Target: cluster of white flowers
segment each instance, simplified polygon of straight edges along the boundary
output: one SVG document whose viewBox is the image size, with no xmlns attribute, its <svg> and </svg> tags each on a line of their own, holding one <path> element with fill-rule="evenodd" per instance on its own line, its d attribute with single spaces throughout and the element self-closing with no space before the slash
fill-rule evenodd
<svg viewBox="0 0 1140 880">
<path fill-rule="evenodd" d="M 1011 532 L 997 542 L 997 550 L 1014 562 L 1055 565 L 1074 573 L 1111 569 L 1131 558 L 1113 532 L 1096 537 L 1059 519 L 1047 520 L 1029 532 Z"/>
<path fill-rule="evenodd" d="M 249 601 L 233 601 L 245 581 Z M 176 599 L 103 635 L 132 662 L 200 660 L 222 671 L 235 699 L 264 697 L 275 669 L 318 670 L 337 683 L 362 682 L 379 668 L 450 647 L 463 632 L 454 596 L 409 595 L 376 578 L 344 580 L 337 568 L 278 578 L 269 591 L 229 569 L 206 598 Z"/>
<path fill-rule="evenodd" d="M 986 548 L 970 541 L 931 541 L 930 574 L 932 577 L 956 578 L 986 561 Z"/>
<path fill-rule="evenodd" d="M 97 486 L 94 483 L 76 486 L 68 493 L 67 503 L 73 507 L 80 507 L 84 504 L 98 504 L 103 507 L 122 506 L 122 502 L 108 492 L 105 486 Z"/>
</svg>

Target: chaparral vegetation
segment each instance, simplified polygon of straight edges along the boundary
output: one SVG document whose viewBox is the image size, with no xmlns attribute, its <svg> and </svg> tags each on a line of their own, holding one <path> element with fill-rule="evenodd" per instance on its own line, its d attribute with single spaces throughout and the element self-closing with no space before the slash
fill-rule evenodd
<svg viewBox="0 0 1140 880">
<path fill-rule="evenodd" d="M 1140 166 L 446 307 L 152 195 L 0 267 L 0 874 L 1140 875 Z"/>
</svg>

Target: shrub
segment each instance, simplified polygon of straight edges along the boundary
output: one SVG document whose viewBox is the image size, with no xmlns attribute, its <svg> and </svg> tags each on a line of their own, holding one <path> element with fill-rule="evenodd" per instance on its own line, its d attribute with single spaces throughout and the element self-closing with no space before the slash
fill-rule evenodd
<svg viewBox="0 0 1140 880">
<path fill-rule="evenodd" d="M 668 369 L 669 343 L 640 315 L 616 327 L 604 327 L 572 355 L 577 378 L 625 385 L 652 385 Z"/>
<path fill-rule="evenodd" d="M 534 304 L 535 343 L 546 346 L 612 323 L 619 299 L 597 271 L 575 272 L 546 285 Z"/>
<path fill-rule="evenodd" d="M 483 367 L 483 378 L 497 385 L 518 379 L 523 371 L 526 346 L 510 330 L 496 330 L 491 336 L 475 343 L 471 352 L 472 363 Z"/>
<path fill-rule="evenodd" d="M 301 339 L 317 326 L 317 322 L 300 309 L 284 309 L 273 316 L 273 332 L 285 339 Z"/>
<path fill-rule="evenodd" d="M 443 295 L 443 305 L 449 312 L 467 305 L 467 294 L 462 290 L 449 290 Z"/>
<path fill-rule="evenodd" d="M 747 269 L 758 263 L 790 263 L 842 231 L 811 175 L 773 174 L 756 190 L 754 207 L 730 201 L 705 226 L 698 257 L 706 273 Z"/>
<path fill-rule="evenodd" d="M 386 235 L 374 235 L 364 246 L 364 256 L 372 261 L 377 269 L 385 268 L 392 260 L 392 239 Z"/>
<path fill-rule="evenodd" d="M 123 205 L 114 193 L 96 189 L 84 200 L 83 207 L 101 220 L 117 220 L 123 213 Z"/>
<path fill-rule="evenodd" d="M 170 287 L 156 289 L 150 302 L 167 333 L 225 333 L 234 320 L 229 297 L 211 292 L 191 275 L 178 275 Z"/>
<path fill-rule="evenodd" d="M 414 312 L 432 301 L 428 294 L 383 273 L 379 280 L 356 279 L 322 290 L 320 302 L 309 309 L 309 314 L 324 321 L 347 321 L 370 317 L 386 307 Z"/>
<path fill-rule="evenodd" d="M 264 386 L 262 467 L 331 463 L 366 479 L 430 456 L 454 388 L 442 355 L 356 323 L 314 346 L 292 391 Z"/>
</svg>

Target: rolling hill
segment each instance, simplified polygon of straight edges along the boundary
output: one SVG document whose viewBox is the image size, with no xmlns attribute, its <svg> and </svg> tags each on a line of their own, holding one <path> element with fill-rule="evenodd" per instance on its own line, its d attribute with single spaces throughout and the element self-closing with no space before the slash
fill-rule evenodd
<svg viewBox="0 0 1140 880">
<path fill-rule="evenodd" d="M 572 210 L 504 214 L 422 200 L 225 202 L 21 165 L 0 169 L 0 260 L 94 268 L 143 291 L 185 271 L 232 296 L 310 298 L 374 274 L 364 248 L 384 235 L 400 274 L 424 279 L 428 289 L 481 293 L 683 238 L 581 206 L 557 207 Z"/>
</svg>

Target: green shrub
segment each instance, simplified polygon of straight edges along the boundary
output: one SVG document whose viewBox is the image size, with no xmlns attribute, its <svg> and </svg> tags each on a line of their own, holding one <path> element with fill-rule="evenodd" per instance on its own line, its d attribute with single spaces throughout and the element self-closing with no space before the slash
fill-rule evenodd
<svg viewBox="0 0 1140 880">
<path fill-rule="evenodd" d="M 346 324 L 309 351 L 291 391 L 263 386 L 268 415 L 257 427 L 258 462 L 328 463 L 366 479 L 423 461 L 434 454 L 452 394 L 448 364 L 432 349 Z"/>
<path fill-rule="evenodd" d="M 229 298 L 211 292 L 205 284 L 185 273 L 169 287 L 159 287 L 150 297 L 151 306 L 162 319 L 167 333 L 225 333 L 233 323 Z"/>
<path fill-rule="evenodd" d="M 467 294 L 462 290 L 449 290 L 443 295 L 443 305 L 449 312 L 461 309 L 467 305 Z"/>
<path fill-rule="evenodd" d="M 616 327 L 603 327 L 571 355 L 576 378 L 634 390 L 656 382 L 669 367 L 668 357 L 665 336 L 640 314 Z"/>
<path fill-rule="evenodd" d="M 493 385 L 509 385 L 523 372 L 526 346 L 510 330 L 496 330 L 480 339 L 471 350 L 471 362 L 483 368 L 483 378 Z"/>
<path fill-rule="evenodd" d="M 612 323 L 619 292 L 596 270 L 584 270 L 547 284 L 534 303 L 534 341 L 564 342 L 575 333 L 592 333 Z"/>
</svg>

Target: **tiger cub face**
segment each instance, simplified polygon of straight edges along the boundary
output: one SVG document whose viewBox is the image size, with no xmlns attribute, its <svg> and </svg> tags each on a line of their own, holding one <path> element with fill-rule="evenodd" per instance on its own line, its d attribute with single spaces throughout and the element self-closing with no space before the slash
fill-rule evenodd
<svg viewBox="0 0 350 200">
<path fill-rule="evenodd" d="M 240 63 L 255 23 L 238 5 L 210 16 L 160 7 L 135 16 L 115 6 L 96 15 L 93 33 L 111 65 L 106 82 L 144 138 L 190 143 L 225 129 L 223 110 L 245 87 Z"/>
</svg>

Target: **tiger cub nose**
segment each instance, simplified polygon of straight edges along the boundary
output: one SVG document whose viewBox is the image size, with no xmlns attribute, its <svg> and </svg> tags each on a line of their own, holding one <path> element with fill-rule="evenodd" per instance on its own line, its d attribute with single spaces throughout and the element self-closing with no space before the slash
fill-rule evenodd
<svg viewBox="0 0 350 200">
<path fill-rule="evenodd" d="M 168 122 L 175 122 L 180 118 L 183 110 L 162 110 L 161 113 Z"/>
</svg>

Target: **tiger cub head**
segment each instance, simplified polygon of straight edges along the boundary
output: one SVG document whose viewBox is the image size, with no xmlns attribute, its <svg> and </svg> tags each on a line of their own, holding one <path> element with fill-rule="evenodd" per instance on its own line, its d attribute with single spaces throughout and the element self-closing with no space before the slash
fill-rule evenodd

* * *

▸ **Exercise objective**
From the line containing "Target: **tiger cub head**" to the last line of the data above, copy each line exactly and add nothing.

▸ **Completed task**
Target: **tiger cub head**
segment each instance, simplified polygon of straight edges along the boundary
output: one SVG document whose viewBox is the image size, with no xmlns attribute, its <svg> and </svg> tags each on a line of their own, holding one <path> element with fill-rule="evenodd" per instance on its own line, its d attribute with single spaces throughout and the element self-closing with no space before the slash
fill-rule evenodd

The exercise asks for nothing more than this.